- **TRECHO FORNECIDO**
════════

Talvez tenha chegado o meu tempo de colher flores e resultados ... Não sei. Mas, neste tempo, descobri que se é bom colher, melhor ainda é poder continuar semeando. Descobri que há diferentes solos, novos fertilizantes e outros espaços, mesmo que seja só uma pequena floreirinha. Terra pronta para virar árvore, fruta e flor.

Pego um punhado de sementes com minhas mãos, as acaricio. E vou envolvendo tudo com muita saliva e energia. Quando viram palavra, revolvo a terra e meus pensamentos e dou um sopro bem forte. Vapt... então, semeio o ar.

Que cada um que me lê possa sorver o doce da fruta colhida no pé e sentir o perfume da flor que lhe traga lembranças da infância. Se isso acontecer, vou ter certeza que ainda posso semear poesia.


(in à vista del ávila. Nota: A foto não faz juz à buganvilla.)

segunda-feira, 1 de junho de 2009

O QUE VOCÊ ESTAVA FAZENDO QUANDO AQUILO ACONTECEU?

Tinha seis anos quando Kennedy foi assassinado, no entanto, consigo lembrar com detalhes do momento em que recebemos a noticia. Era de tarde e mamãe, Maria José (minha babá) e eu estávamos passeando perto do Campo de São Bento quando Noêmia, prima de mamãe, nos encontrou e nos disse o que tinha acontecido. Lembro das duas conversando compungidas, do choro convulso de Maria José (será que ela sabia quem era Kennedy?) e de meu observar a cena. A tarde. O calor. O olhar das pessoas. A comoção.
Não sei bem se isso acontece só comigo ou se todo mundo tem essa memória fotográfica para momentos históricos. E não é necessariamente o momento, o fato histórico, mas o que você estava fazendo quando aquilo aconteceu.
Depois foi 1964 e os militares. Era de manhã cedo e estávamos na cozinha do apartamento da Moreira César. Papai, mamãe, Maria José, vovô Cláudio e eu. Na mesa escamoteável, o café da manhã e no alto da geladeira, junto ao pingüim (nós tínhamos um pingüim), o radinho de pilha, aos berros, resfolegava as últimas noticias. Lembro de papai criando estratégias. Ele iria tentar encher o tanque da lambreta, nosso meio de transporte na época, e mamãe e Maria José iriam para a fila do supermercado. Lembro de Maria José em prantos (será que ela sabia o que estava acontecendo?) e do olhar de meu avô, general reformado. Um olhar triste e distante.

════════

- **SEÇÃO DE DADOS**
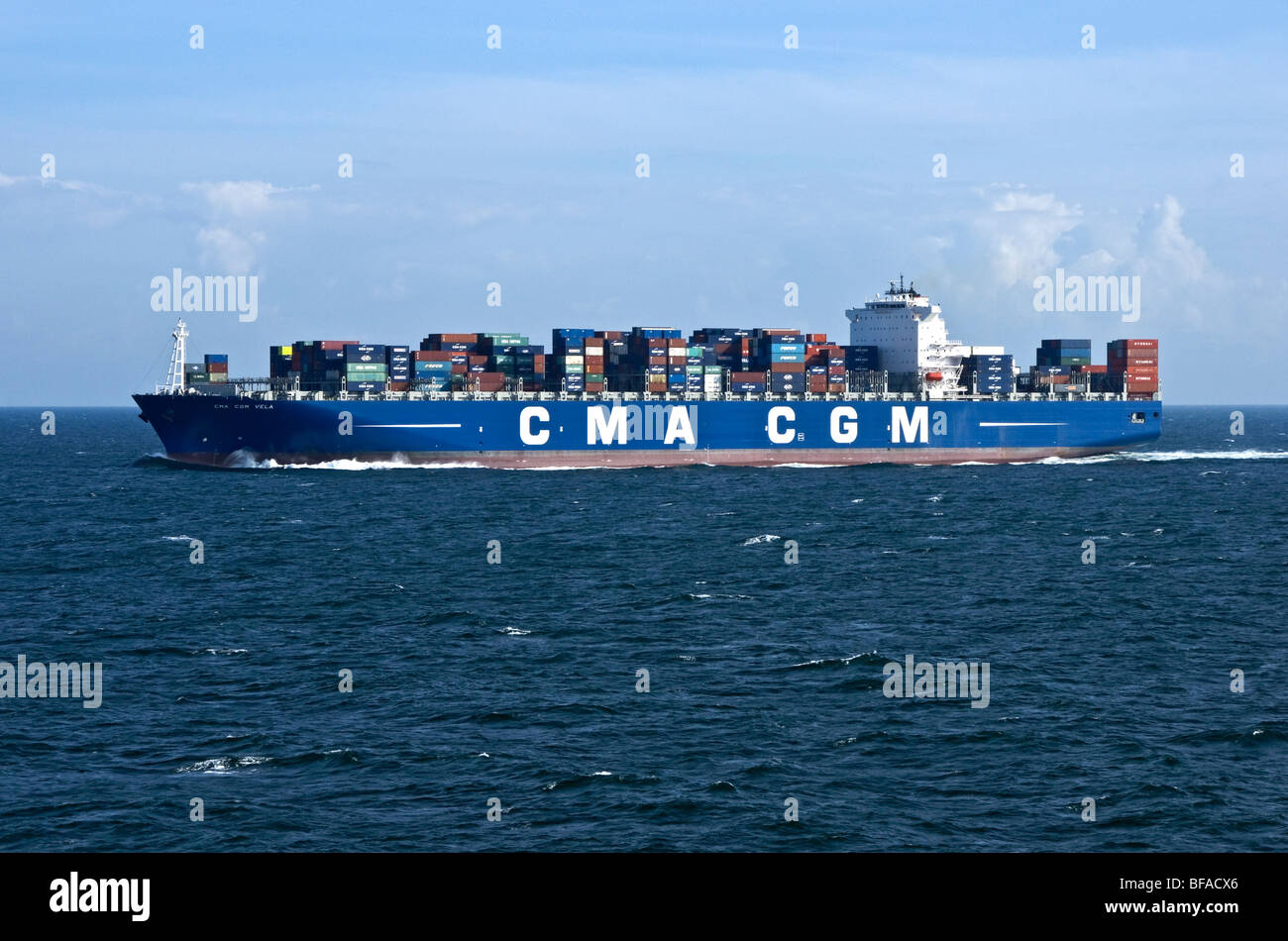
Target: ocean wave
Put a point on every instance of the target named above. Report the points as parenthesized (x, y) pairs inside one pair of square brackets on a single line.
[(223, 766)]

════════

- **TAREFA SOLICITADA**
Responda a estas perguntas com base no trecho.
1. Que idade tinha quem escreve quando Kennedy foi assassinado?
2. Quem encontrou o grupo perto do Campo de São Bento e contou o que tinha acontecido?
3. Qual era o meio de transporte da família em 1964?

- **RESPOSTA ESCRITA**
1. Seis anos.
2. Noêmia, prima da mãe de quem escreve.
3. A lambreta.